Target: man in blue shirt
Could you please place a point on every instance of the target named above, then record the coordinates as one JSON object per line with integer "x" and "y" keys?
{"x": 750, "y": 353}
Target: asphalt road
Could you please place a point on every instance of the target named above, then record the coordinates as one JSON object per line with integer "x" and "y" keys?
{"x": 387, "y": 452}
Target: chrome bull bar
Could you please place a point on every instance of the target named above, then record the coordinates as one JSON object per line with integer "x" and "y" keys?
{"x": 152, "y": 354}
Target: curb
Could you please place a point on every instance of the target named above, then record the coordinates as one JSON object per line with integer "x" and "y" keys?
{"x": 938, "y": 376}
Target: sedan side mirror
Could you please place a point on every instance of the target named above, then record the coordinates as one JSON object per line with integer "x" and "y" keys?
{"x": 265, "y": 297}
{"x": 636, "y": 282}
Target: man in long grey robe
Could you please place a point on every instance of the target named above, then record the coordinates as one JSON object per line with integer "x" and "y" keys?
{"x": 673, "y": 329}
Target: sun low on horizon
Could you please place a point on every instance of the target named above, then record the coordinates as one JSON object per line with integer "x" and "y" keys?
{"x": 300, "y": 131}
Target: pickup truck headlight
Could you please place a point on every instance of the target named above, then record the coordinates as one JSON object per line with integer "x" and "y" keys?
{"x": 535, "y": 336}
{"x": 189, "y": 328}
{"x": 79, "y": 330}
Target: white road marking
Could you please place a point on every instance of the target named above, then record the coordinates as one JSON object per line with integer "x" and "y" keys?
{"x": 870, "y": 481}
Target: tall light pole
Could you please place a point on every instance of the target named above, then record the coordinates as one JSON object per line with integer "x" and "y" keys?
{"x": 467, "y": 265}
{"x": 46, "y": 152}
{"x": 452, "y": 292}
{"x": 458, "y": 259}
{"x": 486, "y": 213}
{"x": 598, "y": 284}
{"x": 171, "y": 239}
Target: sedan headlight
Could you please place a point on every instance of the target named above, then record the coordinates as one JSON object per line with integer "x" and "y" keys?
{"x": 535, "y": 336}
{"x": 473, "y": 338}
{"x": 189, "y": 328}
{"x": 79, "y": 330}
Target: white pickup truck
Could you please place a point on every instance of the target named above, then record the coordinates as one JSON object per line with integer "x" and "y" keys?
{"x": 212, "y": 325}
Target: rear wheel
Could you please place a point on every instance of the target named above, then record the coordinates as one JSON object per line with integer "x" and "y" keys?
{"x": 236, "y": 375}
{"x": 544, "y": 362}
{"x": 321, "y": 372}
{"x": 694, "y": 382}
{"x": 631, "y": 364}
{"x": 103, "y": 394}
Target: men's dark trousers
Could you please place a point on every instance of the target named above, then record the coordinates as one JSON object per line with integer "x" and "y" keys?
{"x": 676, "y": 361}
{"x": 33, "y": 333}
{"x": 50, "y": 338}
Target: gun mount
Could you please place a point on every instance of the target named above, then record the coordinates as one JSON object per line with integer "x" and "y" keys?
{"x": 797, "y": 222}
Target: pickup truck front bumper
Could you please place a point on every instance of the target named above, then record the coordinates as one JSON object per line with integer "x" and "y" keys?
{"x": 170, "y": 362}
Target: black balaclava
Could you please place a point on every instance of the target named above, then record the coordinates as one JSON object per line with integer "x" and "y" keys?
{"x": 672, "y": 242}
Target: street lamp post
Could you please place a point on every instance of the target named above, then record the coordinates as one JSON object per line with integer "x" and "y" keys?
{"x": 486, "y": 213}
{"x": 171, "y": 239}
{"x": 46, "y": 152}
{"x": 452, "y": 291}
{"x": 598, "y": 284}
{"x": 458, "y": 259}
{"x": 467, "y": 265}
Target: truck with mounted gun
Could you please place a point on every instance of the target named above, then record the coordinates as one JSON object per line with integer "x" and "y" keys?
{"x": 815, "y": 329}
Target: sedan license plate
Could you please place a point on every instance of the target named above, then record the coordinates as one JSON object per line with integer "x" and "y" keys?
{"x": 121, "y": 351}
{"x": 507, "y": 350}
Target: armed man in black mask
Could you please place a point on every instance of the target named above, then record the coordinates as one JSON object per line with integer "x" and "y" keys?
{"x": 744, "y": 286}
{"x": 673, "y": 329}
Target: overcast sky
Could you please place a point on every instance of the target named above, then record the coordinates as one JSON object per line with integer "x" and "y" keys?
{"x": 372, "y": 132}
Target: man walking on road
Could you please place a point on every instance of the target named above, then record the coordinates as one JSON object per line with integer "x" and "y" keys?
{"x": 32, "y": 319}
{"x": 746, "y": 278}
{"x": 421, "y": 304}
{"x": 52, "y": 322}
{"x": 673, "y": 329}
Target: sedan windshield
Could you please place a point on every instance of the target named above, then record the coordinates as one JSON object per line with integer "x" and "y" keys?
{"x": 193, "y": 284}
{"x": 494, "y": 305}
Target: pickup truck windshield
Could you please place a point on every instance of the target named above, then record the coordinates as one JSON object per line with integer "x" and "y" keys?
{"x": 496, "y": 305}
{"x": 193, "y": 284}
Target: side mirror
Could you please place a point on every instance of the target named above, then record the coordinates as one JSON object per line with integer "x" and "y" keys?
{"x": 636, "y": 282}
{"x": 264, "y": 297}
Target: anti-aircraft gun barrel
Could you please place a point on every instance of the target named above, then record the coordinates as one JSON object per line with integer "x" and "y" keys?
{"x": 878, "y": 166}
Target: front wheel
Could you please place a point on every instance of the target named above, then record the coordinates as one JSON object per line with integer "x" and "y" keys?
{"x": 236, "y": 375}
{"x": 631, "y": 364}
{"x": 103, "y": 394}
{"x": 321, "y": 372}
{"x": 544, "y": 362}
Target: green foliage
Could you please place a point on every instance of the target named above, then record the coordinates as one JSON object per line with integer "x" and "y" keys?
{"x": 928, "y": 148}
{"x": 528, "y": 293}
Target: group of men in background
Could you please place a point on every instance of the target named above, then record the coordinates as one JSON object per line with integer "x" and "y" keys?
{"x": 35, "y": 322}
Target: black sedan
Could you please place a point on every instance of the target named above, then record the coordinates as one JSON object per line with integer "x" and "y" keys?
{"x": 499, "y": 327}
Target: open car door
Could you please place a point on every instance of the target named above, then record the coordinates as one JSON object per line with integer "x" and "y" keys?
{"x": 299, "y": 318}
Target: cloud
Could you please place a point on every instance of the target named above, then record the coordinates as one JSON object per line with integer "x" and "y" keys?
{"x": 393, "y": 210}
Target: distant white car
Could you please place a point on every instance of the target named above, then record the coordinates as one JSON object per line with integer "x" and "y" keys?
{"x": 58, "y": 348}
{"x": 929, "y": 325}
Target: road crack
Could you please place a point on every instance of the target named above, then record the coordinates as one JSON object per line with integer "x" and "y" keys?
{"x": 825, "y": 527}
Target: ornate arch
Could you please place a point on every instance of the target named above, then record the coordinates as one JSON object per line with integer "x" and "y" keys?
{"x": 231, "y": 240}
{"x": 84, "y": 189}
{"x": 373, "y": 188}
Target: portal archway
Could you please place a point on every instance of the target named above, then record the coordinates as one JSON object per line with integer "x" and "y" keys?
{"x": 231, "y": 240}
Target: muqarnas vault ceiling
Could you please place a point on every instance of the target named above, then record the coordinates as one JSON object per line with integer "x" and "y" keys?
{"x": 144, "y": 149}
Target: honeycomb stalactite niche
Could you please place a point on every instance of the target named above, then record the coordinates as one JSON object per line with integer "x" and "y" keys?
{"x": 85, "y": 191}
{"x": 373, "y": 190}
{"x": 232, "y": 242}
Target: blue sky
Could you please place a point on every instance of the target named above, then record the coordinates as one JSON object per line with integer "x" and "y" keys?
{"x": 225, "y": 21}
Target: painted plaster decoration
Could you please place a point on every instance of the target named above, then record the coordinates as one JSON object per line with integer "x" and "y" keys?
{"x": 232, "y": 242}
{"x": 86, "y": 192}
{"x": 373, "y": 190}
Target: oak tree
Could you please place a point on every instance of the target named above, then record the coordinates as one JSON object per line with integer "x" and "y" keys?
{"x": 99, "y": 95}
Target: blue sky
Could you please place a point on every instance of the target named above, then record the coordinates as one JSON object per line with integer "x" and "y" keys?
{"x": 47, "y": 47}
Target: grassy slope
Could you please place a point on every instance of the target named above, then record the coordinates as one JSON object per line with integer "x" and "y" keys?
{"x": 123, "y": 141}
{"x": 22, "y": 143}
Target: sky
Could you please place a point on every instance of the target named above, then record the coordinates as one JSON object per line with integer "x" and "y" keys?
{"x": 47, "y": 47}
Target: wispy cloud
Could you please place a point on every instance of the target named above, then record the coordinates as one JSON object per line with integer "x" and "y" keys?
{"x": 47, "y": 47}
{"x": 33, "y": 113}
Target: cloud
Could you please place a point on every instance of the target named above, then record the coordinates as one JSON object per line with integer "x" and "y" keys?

—————

> [Work to do]: Copy the items above word for word, starting with the line that contains "Target: oak tree" and continuing down through the last line of the items.

> [Answer to the exercise]:
Target: oak tree
Could you please place a point on every instance of the target named above, then record the coordinates as one JSON object per line with integer "x" and "y" keys?
{"x": 99, "y": 95}
Target: blue sky
Could you please place a point on every instance of the target named above, then record the coordinates as one JSON object per line with integer "x" and "y" keys?
{"x": 47, "y": 47}
Target: grassy slope
Could you please place a point on every instance of the target named above, then record the coordinates as one JSON object per line with integer "x" and "y" keys?
{"x": 123, "y": 141}
{"x": 22, "y": 143}
Target: sky
Could you please place a point on every instance of the target named above, then record the coordinates as one JSON object per line with integer "x" and "y" keys?
{"x": 47, "y": 47}
Target: wispy cloud
Could you please place a point on every instance of the target named above, then record the coordinates as one JSON object per line with integer "x" and "y" keys?
{"x": 47, "y": 47}
{"x": 33, "y": 113}
Target: cloud
Could you please place a point on every instance of the target named above, then record the coordinates as one JSON object per line with integer "x" and "y" keys?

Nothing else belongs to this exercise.